— BEGIN Excerpt provided —

Monday, April 4, 2016

Size Matters

A tattoo that fits the calf.
"But, Tattoo Nerd, it's not the size of the ship. It's the motion of the ocean, right?"

 That is not what I am writing about, my little friend. No, what I am writing about is the size of your tattoo. One major cause of 'tattoo regret' is getting a tattoo that is too small. Getting a tattoo that is too small is a common mistake when people first start getting tattoos.  Whether it is a matter of wanting something small to get past the "unknown" factor, or a matter of expense, first-timers tend to lean toward tiny tattoos.  For many tattooers, the little tattoo that someone gets because they felt the urge to walk-in and "just get a tattoo" is their bread-and-butter.  However, when given the opportunity, most tattooers would prefer you come in and get a tattoo designed to fit the place on your body you want.

— END Excerpt provided —

(Jobs):
[1] According to the blog post on tattoo size, what is one major cause of "tattoo regret"?
[2] Condense the paragraph of the tattoo-size post that begins "That is not what I am writing about" into a shorter version that keeps its main facts.
[3] Carry on the blog post about tattoo size, picking up after its final sentence.

— BEGIN Extracted entries —

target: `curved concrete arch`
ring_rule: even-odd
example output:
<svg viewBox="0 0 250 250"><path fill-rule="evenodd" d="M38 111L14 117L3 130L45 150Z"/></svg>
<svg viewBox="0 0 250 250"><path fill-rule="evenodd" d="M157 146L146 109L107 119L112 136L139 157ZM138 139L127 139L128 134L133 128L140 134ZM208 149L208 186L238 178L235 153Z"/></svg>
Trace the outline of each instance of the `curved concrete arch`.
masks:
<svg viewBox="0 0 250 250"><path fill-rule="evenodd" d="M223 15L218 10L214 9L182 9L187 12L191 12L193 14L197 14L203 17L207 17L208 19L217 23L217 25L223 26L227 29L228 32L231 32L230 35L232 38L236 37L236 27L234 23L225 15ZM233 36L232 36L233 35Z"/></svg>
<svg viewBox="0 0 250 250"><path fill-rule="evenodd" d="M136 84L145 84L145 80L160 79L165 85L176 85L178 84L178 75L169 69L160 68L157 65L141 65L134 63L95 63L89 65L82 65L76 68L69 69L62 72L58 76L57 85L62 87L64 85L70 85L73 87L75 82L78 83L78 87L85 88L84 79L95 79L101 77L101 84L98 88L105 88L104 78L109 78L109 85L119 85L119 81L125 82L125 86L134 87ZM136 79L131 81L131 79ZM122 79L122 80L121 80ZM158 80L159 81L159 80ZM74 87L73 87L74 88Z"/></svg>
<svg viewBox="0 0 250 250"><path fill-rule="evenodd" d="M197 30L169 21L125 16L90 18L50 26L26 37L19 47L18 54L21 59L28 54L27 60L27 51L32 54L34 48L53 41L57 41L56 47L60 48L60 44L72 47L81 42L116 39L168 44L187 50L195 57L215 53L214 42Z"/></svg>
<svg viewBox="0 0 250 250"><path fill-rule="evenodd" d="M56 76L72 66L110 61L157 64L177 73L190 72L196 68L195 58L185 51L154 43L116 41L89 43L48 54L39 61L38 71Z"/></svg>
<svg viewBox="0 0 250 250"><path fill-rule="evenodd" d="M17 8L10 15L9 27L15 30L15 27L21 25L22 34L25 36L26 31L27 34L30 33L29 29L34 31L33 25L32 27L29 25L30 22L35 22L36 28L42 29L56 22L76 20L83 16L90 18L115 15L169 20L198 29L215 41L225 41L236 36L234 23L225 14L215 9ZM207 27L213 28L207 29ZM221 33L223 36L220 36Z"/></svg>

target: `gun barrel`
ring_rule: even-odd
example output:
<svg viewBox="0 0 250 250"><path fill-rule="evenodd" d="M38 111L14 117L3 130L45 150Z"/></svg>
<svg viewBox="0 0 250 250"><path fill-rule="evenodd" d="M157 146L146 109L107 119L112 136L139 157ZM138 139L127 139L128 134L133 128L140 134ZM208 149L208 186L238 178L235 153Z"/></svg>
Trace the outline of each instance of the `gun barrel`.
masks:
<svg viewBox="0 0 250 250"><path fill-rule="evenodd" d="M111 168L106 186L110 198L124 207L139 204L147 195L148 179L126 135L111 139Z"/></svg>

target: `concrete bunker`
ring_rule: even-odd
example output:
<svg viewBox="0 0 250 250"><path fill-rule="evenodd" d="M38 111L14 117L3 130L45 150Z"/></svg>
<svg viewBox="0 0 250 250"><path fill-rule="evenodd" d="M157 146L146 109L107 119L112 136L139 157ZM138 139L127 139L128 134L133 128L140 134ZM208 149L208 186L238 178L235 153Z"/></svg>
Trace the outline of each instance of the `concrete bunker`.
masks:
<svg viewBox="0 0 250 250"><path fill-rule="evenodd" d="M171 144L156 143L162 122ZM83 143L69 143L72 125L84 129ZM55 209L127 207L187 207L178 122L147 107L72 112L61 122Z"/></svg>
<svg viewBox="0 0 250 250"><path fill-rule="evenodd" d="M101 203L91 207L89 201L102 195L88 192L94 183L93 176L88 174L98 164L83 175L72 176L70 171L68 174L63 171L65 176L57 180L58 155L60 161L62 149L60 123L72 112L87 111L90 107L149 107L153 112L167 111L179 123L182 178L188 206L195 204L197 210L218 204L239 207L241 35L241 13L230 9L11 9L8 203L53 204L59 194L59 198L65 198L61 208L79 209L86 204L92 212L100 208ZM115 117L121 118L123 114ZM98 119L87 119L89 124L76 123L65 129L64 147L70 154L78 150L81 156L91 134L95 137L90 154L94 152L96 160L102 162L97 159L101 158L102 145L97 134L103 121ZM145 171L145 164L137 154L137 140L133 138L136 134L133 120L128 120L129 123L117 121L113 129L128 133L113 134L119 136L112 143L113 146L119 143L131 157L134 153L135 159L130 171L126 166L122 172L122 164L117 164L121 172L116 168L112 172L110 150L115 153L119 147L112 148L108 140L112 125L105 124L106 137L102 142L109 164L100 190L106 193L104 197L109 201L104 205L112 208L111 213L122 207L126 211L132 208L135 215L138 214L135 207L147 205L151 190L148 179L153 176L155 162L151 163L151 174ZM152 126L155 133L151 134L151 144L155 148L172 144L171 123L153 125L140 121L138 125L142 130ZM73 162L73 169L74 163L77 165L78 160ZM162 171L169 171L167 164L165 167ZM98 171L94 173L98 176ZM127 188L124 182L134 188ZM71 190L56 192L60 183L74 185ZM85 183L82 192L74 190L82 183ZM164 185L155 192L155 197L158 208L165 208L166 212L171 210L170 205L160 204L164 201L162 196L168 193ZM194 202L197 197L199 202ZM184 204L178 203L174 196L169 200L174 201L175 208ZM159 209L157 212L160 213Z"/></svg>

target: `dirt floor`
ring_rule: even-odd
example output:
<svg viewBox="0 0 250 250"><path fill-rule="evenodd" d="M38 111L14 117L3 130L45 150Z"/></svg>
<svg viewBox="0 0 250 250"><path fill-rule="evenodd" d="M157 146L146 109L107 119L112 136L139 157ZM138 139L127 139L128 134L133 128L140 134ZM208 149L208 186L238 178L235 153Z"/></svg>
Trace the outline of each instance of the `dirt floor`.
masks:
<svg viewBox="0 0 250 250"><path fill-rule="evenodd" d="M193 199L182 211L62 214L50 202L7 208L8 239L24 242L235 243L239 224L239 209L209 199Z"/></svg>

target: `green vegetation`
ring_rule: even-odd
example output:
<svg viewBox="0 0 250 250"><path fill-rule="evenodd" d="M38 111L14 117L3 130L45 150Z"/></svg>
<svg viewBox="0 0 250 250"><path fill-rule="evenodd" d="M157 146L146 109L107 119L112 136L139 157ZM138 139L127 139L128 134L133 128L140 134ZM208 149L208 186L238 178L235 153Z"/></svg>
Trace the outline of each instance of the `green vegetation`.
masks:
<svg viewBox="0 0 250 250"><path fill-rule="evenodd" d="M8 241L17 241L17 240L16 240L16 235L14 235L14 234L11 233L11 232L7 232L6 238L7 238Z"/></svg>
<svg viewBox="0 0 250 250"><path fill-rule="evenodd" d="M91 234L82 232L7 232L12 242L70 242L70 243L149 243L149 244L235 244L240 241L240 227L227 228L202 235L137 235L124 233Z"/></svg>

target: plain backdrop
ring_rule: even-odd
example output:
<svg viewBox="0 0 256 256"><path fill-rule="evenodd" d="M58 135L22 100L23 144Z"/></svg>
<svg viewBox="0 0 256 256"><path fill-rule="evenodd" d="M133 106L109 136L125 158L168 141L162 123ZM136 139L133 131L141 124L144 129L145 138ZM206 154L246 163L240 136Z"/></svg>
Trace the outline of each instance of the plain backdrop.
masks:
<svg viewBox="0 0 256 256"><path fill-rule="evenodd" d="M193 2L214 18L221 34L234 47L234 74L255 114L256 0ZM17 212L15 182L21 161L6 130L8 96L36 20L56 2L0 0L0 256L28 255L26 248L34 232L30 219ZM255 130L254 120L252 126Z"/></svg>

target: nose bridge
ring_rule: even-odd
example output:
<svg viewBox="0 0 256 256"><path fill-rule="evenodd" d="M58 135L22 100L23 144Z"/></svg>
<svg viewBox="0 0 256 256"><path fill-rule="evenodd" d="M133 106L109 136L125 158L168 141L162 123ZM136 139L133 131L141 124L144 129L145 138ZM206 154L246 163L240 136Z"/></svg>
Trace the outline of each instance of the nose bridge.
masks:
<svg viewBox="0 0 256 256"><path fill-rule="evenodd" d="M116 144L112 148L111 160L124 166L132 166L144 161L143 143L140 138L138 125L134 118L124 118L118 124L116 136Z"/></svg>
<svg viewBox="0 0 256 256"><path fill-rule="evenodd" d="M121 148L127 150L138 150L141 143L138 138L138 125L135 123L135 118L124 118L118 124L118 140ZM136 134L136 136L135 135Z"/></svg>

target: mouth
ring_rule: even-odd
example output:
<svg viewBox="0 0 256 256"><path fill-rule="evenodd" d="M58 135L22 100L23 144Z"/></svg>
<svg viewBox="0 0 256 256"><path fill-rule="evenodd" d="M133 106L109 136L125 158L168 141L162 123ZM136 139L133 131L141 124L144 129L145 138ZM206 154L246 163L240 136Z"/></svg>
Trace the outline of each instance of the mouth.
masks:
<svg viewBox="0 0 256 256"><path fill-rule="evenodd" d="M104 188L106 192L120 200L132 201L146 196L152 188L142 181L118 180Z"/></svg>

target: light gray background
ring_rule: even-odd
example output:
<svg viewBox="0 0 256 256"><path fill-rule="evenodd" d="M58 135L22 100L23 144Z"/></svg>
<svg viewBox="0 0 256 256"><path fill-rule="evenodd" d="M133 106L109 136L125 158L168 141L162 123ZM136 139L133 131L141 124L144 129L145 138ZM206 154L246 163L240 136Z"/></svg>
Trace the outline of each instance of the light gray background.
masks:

— END Extracted entries —

(Outputs):
[1] Getting a tattoo that is too small.

[2] The topic is tattoo size. A common cause of tattoo regret is getting a tattoo that is too small, a frequent mistake among first-timers. They tend to choose tiny tattoos, either to get past the "unknown" factor or to save money. Small walk-in tattoos are bread-and-butter work for many tattooers, but most would rather design a tattoo that fits the chosen spot on the body.

[3]
 You may be thinking that a tattooer wanting to do a larger tattoo is all about the money.  While it is true that a larger tattoo will typically cost more, that is not your tattooer's primary motivation.  Your tattooer wants to do a tattoo that looks good.  Especially if it is your first tattoo, your tattooer knows you are going to tell your friends and show-off the tattoo.  They want their work to be well represented, and they want you to come back for more tattoos.  Tiny tattoos have their place, especially for women who want that accent tattoo behind their ear or on their hip.  The size of the tattoo should be determined by the location on the body.  A tiny tattoo may be expertly executed, but if it is floating in a large, empty space, it simply does not look as good.  As a customer, you may think initially that a small tattoo is a good way to start or the best for your budget, but odds are that you will regret your choice and blame your tattooer for allowing you to make it.

A tattoo designed to fit the shoulder and arm.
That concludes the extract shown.